Task details: Rename "rocky foreground" to "stony foreground" in the rows that open with the line containing "Question. Provide a point on each instance of the sandstone" and close with the line containing "x=361, y=114". Return only those rows, with everything else in them unchanged.

Dataset:
--- Begin ---

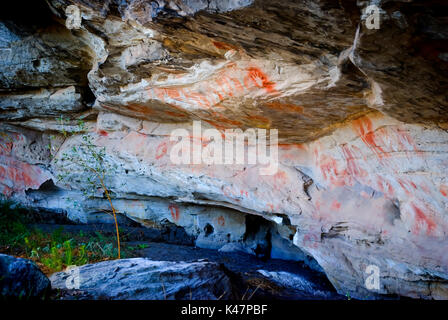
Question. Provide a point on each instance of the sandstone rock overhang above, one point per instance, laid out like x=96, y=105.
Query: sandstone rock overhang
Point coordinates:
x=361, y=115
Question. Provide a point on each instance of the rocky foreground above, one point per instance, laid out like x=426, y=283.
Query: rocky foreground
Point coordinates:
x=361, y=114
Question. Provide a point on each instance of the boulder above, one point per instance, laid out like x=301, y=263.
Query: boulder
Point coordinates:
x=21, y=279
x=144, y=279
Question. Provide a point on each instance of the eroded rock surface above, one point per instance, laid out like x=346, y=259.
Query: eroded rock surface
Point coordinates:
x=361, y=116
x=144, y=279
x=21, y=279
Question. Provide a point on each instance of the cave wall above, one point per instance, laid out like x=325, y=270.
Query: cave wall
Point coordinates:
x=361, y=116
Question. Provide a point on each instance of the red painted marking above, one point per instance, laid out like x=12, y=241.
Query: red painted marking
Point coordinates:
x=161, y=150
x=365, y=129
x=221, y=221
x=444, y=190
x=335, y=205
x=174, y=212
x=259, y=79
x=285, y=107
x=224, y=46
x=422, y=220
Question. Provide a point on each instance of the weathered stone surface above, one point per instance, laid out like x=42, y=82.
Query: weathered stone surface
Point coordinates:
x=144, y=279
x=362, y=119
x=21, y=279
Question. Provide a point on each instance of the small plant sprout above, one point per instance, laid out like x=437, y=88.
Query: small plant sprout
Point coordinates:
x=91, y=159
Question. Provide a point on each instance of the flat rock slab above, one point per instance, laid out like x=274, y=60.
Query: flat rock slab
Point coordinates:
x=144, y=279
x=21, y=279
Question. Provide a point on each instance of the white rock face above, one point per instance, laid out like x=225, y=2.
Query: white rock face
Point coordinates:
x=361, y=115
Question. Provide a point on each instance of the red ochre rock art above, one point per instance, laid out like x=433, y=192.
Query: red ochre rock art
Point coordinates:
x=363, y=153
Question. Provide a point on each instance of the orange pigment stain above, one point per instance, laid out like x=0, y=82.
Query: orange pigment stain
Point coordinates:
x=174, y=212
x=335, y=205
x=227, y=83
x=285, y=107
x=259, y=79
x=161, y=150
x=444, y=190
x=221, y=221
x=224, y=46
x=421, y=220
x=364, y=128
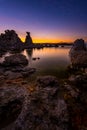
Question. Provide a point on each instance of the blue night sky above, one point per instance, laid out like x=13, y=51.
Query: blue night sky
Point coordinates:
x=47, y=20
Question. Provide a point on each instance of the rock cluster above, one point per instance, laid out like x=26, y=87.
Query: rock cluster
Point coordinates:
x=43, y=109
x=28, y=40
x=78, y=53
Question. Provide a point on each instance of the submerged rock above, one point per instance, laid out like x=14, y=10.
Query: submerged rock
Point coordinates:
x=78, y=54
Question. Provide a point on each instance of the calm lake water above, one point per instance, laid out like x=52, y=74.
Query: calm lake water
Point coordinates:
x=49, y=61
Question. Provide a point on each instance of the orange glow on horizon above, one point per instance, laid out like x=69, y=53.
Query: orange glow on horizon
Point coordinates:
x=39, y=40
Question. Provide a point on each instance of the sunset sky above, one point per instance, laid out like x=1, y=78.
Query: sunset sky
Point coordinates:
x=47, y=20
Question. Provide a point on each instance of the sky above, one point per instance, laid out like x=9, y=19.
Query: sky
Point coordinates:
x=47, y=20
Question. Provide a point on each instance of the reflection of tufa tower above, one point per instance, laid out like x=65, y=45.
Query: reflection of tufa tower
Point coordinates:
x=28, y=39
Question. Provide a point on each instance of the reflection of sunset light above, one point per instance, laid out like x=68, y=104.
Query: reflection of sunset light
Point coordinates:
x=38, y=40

--- End ---
--- Begin ---

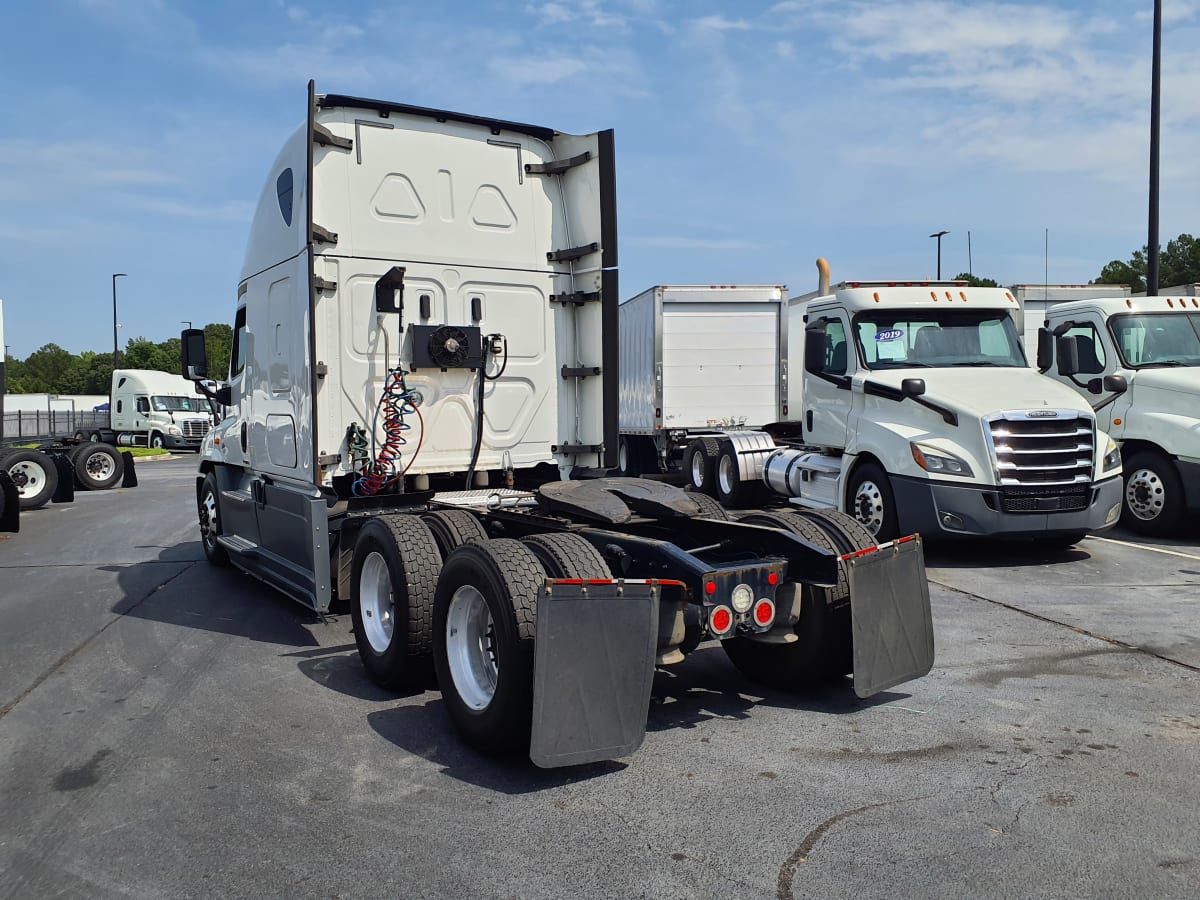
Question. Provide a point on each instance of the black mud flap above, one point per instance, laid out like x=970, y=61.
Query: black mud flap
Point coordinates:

--- End ---

Exercise output:
Question. Provide a point on each instance of the sandstone rock overhang above, one point per instance, laid out like x=96, y=105.
Query: sandstone rock overhang
Point coordinates:
x=361, y=115
Question. Provide a point on each instance of the stony foreground above, one point per instance, laid out like x=426, y=283.
Query: stony foreground
Point coordinates:
x=361, y=114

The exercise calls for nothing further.